==== Records shown ====
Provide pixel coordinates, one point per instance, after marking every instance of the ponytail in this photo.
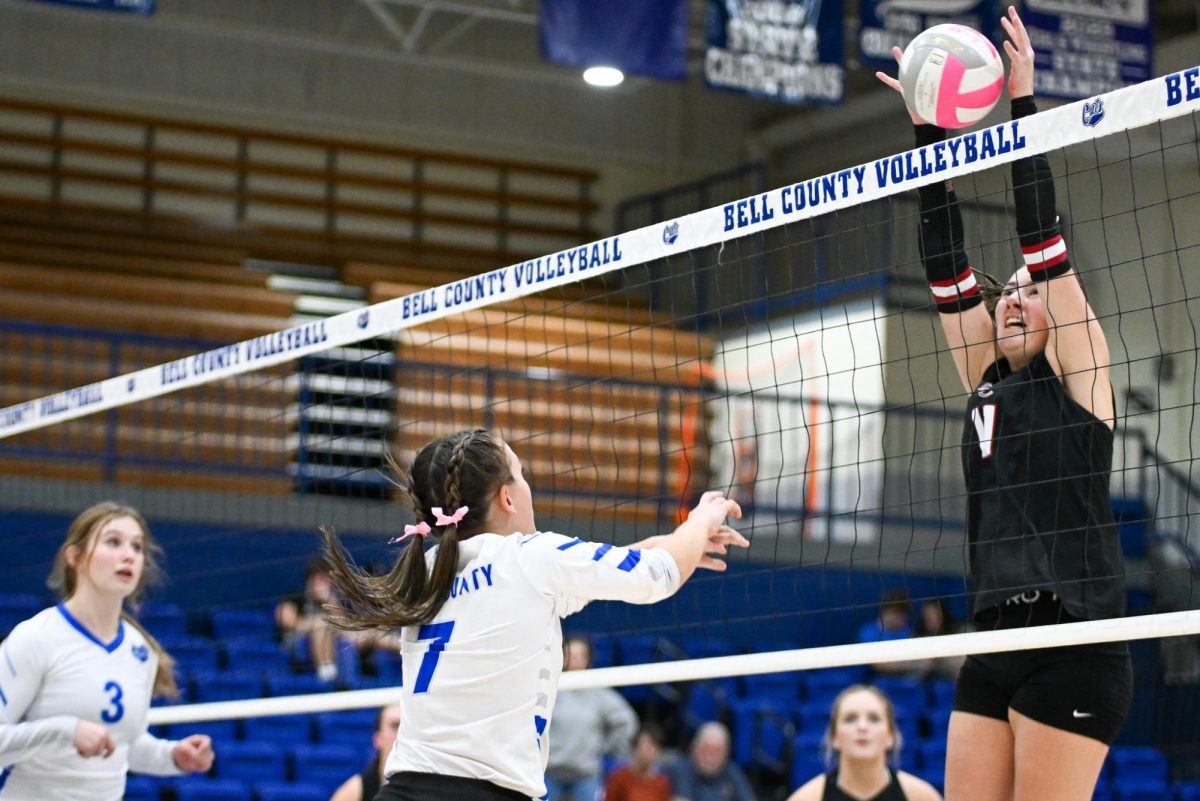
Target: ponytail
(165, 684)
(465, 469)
====
==== Records shown ====
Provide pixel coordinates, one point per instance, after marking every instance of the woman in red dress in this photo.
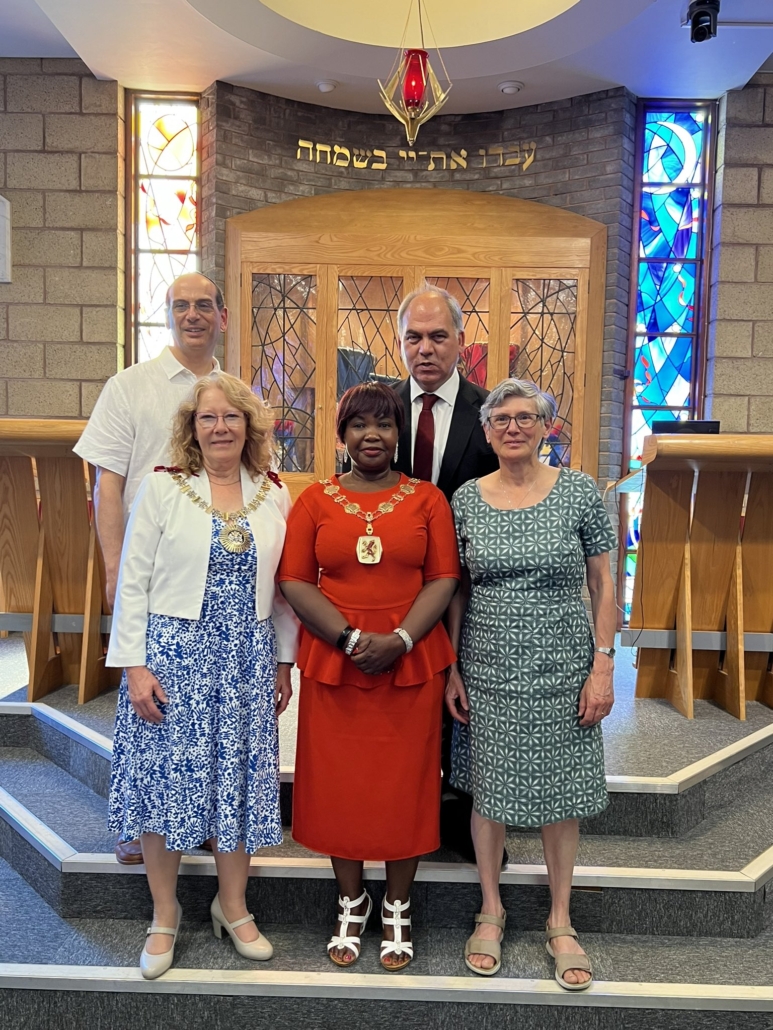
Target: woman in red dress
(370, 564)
====
==== Records shown ====
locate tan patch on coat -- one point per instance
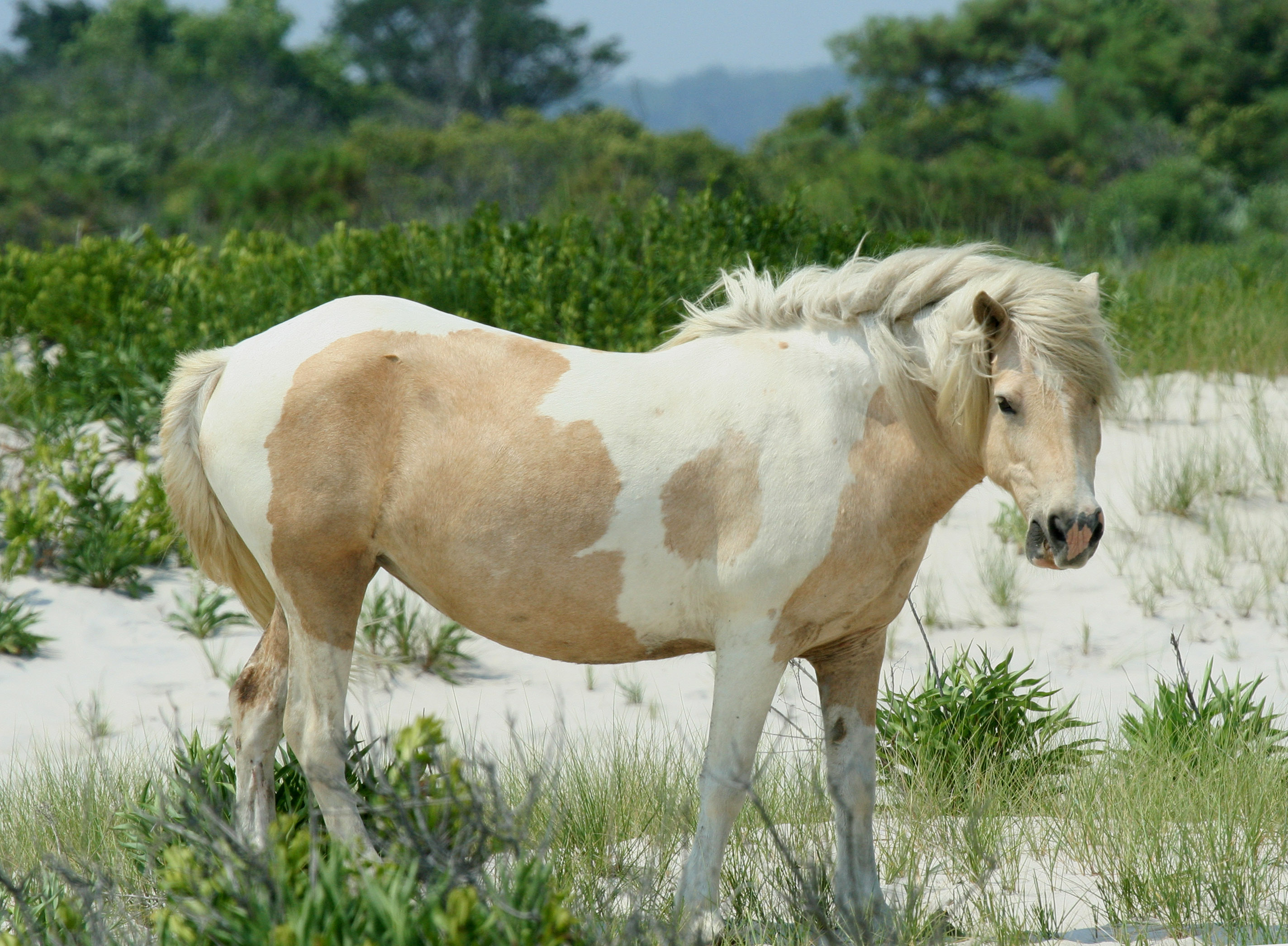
====
About this task: Your task is to list each line of the records with the word "marking".

Output:
Provide pixel coordinates, one point per instance, after marking every instance of the ponytail in this photo.
Provide pixel coordinates, one point per instance, after marking every instance of the woman in red dress in this photo.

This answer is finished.